--- Text shown ---
2. The method of claim 1 , further comprising:
deciding the most similar reference branch value corresponding to the best path; and
updating coefficients of an equalizer using a difference between the most similar reference branch value and a value obtained by delaying an output of the equalizer.
3. A computer-readable recording medium having recorded thereon a program to perform the method of any one of claims 1 and 2 .
4. A method of detecting data, the method comprising:
partially selecting partial paths from paths of a Viterbi trellis having a number corresponding to an order of a polynomial used in equalization, in an order where path metric values increase from a path having a minimum path metric value;
tentatively deciding a best path having a minimum path metric value among the selected partial paths, to a window size which is smaller than a Viterbi decoding window size; and
updating equalizer coefficients using an error value on which an operation is performed based on the tentatively-decided best path.
5. The method of claim 4 , wherein the updating of the equalizer coefficients comprises:
deciding the most similar reference branch value corresponding to the tentatively-decided best path;
performing an operation on an error value which is a difference between an equalizer output value obtained by delaying the best path by a tentatively-deciding window size and the reference branch value; and
updating coefficients of an equalizer using the error value.

--- Given task ---
Quote the patent claims above word for word, starting at "3. A computer-readable" and ending at "tentatively-decided best path.".

--- Mask labeling examples ---
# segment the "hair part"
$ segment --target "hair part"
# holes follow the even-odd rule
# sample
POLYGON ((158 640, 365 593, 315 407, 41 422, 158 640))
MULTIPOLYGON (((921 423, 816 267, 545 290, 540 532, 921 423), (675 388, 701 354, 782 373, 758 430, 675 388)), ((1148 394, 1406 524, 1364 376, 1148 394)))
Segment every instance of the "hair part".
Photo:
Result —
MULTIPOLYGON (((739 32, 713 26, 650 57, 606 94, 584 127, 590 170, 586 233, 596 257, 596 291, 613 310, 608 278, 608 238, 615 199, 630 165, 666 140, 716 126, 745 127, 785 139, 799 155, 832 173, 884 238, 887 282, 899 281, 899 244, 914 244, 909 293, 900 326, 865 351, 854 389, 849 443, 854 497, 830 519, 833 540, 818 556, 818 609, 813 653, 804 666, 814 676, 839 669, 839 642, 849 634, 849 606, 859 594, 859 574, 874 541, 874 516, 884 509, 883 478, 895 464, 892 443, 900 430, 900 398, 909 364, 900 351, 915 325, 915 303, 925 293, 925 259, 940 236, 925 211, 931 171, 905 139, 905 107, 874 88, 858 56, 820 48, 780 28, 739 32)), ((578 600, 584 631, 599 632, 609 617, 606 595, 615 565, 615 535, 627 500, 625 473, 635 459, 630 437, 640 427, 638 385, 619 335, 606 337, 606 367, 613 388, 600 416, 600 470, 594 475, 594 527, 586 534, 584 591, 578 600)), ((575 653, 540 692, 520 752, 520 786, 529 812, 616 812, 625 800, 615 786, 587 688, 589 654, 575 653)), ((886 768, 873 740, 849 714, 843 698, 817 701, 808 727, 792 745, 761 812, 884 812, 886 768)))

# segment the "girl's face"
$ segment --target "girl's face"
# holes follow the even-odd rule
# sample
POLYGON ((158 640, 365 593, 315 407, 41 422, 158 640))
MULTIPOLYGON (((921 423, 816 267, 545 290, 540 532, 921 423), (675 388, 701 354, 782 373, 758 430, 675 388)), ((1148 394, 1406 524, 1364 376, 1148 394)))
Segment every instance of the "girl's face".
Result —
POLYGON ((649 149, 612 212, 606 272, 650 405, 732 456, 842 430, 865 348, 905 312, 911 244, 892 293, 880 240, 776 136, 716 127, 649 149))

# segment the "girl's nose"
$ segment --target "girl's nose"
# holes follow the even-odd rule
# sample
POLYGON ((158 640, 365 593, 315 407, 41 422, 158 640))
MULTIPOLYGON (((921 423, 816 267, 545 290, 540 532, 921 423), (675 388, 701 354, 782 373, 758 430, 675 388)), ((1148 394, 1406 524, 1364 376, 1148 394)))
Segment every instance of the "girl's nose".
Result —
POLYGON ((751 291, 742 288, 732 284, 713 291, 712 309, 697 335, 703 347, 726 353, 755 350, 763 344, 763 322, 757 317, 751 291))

--- Task response ---
3. A computer-readable recording medium having recorded thereon a program to perform the method of any one of claims 1 and 2 .
4. A method of detecting data, the method comprising:
partially selecting partial paths from paths of a Viterbi trellis having a number corresponding to an order of a polynomial used in equalization, in an order where path metric values increase from a path having a minimum path metric value;
tentatively deciding a best path having a minimum path metric value among the selected partial paths, to a window size which is smaller than a Viterbi decoding window size; and
updating equalizer coefficients using an error value on which an operation is performed based on the tentatively-decided best path.